Presbycusis and Genetics
Raynor, et al (2009) reviewed presbycusis trends and related demographics to estimate the possible genetic contribution to presbycusis. Three thousand five hundred and ten (3,510) participants between the ages of 48 and 100 were evaluated. In agreement with previous research, the authors determined that the prevalence of presbycusis increases with age. Additionally, they noted that familial aggregation (increased occurrence of a sign/symptom/disorder within close relatives) is stronger in women than men.
The authors note that presbycusis is the third most prevalent chronic condition in older Americans, impacting approximately one-third of all people greater than 65 years of age. However, as presbycusis prevalence increases with age, it also impacts over half of all people greater than 75 years of age. Raynor, et al note that by 2050 more than 86 million people in the United States will be 65 years of age and older.
Presbycusis is the most common form of hearing impairment among people and is characterized by decreased hearing thresholds, decreased ability to understand speech-in-noise, slowed central processing times for acoustic information and decreased localization ability.
Presbycusis appears to be a multifactorial disorder involving genetic and environmental issues.
For More Information, References, and Recommendations
Raynor LA, Pankow JS, Miller MB, Huang GH, Dalton D, Klein R, Klein BEK, Cruickshanks KJ. (2009) Familial Aggregation of Age-Related Hearing Loss in an Epidemiological Study of Older Adults. American Journal of Audiology 18:114-118.
——
In the text on presbycusis and genetics, what share of people over 75 years of age does presbycusis affect?
——
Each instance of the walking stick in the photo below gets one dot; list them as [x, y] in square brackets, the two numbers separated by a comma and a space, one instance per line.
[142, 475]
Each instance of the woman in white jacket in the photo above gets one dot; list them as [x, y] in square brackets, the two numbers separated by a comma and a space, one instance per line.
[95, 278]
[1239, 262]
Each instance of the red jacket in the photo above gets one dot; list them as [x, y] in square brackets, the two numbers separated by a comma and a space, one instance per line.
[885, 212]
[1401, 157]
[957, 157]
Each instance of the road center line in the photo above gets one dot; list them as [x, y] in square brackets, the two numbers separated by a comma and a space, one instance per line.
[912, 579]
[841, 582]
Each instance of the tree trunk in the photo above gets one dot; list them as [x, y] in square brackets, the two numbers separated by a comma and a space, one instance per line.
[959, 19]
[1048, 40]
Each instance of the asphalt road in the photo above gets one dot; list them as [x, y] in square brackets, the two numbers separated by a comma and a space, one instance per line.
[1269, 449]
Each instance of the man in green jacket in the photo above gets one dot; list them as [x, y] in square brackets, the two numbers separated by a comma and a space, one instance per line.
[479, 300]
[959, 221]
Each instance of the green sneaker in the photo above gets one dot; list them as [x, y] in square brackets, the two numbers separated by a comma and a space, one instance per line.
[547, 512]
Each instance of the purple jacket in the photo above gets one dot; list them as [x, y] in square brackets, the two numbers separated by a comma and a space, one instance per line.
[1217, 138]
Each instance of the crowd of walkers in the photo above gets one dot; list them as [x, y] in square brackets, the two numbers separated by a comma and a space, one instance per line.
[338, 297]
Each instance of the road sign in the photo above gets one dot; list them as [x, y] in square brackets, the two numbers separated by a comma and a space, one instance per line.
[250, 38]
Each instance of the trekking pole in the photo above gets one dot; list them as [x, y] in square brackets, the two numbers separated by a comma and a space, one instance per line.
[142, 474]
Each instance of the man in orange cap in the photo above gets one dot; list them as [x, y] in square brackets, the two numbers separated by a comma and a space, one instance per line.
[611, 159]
——
WRITTEN SOLUTION — Over half of all people older than 75.